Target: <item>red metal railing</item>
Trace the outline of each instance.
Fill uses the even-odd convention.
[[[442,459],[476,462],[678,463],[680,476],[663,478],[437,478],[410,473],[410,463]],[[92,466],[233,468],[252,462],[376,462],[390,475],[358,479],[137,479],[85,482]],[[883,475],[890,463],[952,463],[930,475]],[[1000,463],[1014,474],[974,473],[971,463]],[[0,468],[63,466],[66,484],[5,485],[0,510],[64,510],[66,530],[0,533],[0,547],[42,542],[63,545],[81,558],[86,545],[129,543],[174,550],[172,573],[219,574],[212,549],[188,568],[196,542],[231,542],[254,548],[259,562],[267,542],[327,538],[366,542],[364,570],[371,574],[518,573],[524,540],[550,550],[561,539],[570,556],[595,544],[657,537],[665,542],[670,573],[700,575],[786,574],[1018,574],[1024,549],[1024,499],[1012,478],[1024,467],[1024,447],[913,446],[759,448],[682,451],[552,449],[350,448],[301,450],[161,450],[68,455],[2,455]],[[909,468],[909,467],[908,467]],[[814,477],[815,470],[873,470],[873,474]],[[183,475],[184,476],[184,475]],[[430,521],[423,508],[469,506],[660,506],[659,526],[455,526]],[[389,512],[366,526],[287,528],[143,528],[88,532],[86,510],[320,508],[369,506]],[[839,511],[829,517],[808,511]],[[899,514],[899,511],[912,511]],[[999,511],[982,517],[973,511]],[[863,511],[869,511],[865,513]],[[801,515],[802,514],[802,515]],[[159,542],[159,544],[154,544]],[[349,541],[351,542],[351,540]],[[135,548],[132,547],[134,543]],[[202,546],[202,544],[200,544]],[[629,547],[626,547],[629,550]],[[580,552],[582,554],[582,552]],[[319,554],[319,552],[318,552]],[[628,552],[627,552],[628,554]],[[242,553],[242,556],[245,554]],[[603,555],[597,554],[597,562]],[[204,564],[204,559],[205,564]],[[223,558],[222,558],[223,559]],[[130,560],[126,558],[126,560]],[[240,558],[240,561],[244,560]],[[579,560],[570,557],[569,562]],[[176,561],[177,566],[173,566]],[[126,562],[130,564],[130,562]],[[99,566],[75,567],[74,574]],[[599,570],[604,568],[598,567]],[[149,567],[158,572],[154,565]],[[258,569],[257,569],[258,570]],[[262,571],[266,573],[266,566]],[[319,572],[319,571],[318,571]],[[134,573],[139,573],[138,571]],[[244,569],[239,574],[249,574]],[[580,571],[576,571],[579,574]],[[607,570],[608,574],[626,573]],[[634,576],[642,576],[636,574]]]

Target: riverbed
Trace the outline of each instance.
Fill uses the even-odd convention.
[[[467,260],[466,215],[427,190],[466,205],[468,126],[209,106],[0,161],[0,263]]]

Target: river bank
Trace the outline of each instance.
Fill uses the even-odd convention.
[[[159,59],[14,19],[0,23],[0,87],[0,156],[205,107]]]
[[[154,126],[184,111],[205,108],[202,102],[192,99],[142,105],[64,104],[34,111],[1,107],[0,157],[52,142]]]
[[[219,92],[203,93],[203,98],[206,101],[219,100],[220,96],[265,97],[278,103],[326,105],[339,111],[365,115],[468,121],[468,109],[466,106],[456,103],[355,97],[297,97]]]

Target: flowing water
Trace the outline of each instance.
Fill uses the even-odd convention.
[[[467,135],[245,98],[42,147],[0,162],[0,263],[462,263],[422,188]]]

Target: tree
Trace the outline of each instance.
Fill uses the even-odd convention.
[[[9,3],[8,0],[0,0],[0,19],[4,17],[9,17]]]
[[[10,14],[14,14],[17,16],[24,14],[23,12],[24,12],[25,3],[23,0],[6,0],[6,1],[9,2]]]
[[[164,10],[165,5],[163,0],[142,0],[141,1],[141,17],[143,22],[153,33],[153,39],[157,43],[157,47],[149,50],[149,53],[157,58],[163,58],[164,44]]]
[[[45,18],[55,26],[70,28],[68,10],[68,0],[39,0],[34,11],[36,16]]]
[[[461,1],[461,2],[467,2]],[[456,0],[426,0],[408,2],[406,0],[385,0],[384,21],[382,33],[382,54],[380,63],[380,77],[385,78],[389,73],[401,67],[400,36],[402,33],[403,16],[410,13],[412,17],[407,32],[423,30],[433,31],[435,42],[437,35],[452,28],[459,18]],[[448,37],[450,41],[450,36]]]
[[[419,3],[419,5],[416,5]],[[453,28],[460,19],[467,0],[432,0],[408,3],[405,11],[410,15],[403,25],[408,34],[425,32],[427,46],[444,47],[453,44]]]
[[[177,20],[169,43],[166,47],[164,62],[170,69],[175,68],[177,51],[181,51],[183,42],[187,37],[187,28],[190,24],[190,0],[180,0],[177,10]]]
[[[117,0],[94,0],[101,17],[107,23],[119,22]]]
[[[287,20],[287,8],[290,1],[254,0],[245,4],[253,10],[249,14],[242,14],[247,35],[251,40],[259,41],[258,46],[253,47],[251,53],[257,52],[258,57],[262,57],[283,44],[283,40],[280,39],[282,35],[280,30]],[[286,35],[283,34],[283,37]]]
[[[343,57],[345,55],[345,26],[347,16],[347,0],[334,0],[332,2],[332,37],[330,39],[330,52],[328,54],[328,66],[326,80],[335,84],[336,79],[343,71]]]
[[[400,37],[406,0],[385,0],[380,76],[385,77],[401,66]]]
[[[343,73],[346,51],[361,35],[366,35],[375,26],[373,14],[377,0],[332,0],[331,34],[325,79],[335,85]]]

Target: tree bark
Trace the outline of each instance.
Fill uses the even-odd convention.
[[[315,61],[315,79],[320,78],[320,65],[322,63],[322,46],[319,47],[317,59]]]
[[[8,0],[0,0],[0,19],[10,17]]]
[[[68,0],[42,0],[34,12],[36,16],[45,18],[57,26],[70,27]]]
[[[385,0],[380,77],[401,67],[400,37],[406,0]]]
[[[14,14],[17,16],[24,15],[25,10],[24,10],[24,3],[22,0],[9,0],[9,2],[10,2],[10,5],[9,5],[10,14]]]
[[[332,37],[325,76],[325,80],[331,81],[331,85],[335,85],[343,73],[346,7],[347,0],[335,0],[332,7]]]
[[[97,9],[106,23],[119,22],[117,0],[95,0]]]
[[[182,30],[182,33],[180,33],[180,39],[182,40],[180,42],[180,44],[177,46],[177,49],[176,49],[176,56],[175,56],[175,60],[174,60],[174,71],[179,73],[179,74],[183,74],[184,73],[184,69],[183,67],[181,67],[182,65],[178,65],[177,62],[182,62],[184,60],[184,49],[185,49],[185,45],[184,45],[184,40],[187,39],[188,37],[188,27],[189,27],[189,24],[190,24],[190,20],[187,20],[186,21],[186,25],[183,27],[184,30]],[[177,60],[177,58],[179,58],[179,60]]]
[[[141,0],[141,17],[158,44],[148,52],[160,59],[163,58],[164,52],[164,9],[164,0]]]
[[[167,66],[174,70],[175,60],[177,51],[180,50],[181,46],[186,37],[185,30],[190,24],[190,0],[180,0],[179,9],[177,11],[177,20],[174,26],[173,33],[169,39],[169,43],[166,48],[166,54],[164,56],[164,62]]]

——————————

▸ **Aim of the exercise**
Retype all of the material, keeping each line exact.

▸ **Solution**
Target: <item>red metal railing</item>
Trace the outline of each instance.
Fill uses the even-odd convention.
[[[442,459],[476,462],[678,463],[680,476],[663,478],[437,478],[410,473],[410,463]],[[92,466],[233,468],[252,462],[376,462],[390,475],[358,479],[137,479],[85,482]],[[883,475],[890,463],[952,463],[930,475]],[[1000,463],[1014,474],[974,473],[971,463]],[[0,468],[63,466],[66,484],[5,485],[0,510],[64,510],[66,530],[0,533],[0,547],[42,542],[63,545],[81,558],[86,545],[129,543],[174,550],[172,573],[219,574],[212,549],[188,568],[196,542],[231,542],[254,548],[259,562],[267,542],[327,538],[366,542],[364,570],[371,574],[518,573],[524,540],[550,550],[561,539],[570,556],[595,544],[657,537],[665,542],[670,573],[700,575],[786,574],[1018,574],[1024,549],[1024,499],[1012,478],[1024,467],[1024,447],[913,446],[759,448],[682,451],[552,449],[350,448],[301,450],[161,450],[68,455],[2,455]],[[909,468],[909,467],[908,467]],[[814,477],[815,470],[873,470],[873,474]],[[183,475],[184,476],[184,475]],[[430,521],[423,508],[469,506],[660,506],[659,526],[455,526]],[[389,512],[366,526],[287,528],[143,528],[88,532],[86,510],[320,508],[369,506]],[[839,511],[829,517],[808,511]],[[899,514],[899,511],[912,511]],[[999,511],[982,517],[973,511]],[[863,511],[869,511],[865,513]],[[801,515],[802,514],[802,515]],[[159,542],[159,544],[154,544]],[[349,541],[351,542],[351,540]],[[135,548],[132,547],[134,543]],[[202,546],[202,544],[200,544]],[[629,547],[626,547],[629,550]],[[580,552],[582,554],[582,552]],[[319,554],[319,552],[318,552]],[[628,552],[627,552],[628,554]],[[242,553],[242,556],[245,554]],[[603,555],[597,554],[597,562]],[[204,564],[204,559],[205,564]],[[223,558],[222,558],[223,559]],[[130,560],[126,558],[126,560]],[[240,558],[240,561],[244,560]],[[579,560],[570,557],[569,562]],[[176,561],[177,566],[173,566]],[[126,562],[130,564],[130,562]],[[99,566],[75,567],[74,574]],[[599,570],[604,568],[598,567]],[[149,567],[158,572],[154,565]],[[258,569],[257,569],[258,570]],[[262,571],[266,573],[266,566]],[[319,572],[319,571],[318,571]],[[134,573],[139,573],[138,571]],[[244,569],[239,574],[249,574]],[[580,571],[576,571],[579,574]],[[607,570],[608,574],[626,573]],[[634,576],[642,576],[636,574]]]

Target: riverbed
Trace the outline of each instance.
Fill uses the even-odd convention.
[[[467,260],[466,215],[427,190],[466,205],[468,126],[209,106],[0,161],[0,263]]]

Target: river bank
Trace the outline of each instance.
Fill uses the even-odd convention.
[[[159,59],[14,19],[0,23],[0,87],[0,156],[205,107]]]
[[[154,126],[184,111],[205,108],[202,102],[192,99],[142,105],[64,104],[34,111],[1,107],[0,157],[52,142]]]
[[[219,92],[203,93],[203,98],[206,101],[219,100],[220,96],[265,97],[278,103],[326,105],[339,111],[365,115],[468,121],[468,109],[466,106],[456,103],[355,97],[297,97]]]

Target: flowing water
Trace the outline of each instance.
Fill uses the even-odd convention.
[[[467,135],[245,98],[42,147],[0,162],[0,263],[462,263],[422,188]]]

Target: tree
Trace the outline of each instance.
Fill uses the even-odd convention.
[[[9,3],[8,0],[0,0],[0,19],[4,17],[9,17]]]
[[[10,14],[14,14],[17,16],[24,14],[23,12],[24,12],[25,3],[23,0],[6,0],[6,1],[9,2]]]
[[[164,10],[165,5],[163,0],[142,0],[141,1],[141,17],[143,22],[153,33],[153,39],[157,43],[157,47],[149,50],[149,53],[157,58],[163,58],[164,44]]]
[[[45,18],[55,26],[70,28],[68,10],[68,0],[39,0],[34,11],[36,16]]]
[[[461,1],[461,2],[467,2]],[[456,0],[426,0],[408,2],[406,0],[385,0],[384,21],[382,33],[382,54],[380,63],[380,77],[385,78],[389,73],[401,67],[400,36],[402,33],[403,16],[410,13],[412,17],[407,32],[423,30],[433,31],[435,42],[437,35],[452,28],[459,18]],[[448,37],[450,41],[450,36]]]
[[[419,3],[419,5],[416,5]],[[453,28],[460,19],[467,0],[432,0],[408,3],[405,11],[410,15],[403,25],[408,34],[425,32],[427,46],[444,47],[453,44]]]
[[[177,20],[169,43],[166,47],[164,62],[170,69],[175,68],[177,51],[181,51],[183,42],[187,37],[187,28],[190,24],[190,0],[180,0],[177,10]]]
[[[117,0],[94,0],[101,17],[107,23],[119,22]]]
[[[287,20],[287,8],[290,1],[254,0],[245,4],[253,10],[249,14],[242,14],[247,35],[251,40],[259,41],[258,46],[253,47],[251,53],[257,52],[258,57],[262,57],[283,44],[283,40],[280,39],[282,35],[280,30]],[[286,35],[283,34],[283,37]]]
[[[343,57],[345,55],[345,26],[347,16],[347,0],[334,0],[332,2],[332,37],[330,39],[330,52],[328,54],[328,66],[326,80],[335,84],[336,79],[343,71]]]
[[[400,37],[406,0],[385,0],[380,76],[385,77],[401,66]]]
[[[343,73],[346,51],[361,35],[366,35],[375,26],[373,14],[377,0],[332,0],[331,34],[325,79],[335,85]]]

Target: tree bark
Trace the outline of each instance.
Fill uses the even-odd convention.
[[[315,61],[315,79],[320,78],[320,65],[322,63],[322,46],[319,47],[317,59]]]
[[[8,0],[0,0],[0,19],[10,17]]]
[[[68,0],[42,0],[34,12],[36,16],[45,18],[57,26],[70,27]]]
[[[385,0],[380,77],[401,67],[400,37],[406,0]]]
[[[14,14],[17,16],[24,15],[25,10],[24,10],[24,3],[22,0],[9,0],[9,2],[10,2],[10,5],[9,5],[10,14]]]
[[[332,37],[325,76],[325,80],[331,81],[331,85],[335,85],[343,73],[346,7],[347,0],[335,0],[332,7]]]
[[[97,9],[106,23],[119,22],[117,0],[95,0]]]
[[[182,30],[182,33],[180,33],[180,39],[182,40],[180,42],[180,44],[177,46],[177,49],[176,49],[176,56],[175,56],[175,60],[174,60],[174,71],[179,73],[179,74],[183,74],[184,73],[184,69],[183,67],[181,67],[182,65],[178,65],[177,62],[182,62],[184,60],[184,49],[185,49],[185,45],[184,45],[184,40],[187,39],[188,37],[188,27],[189,27],[189,24],[190,24],[190,20],[187,20],[186,21],[186,25],[183,27],[184,30]],[[177,60],[177,58],[179,58],[179,60]]]
[[[141,0],[141,17],[158,44],[148,52],[160,59],[163,58],[164,52],[164,9],[164,0]]]
[[[167,66],[174,70],[175,60],[177,51],[180,50],[181,46],[186,37],[185,30],[190,24],[190,0],[180,0],[179,9],[177,11],[177,20],[174,26],[173,33],[169,39],[169,43],[166,48],[166,54],[164,56],[164,62]]]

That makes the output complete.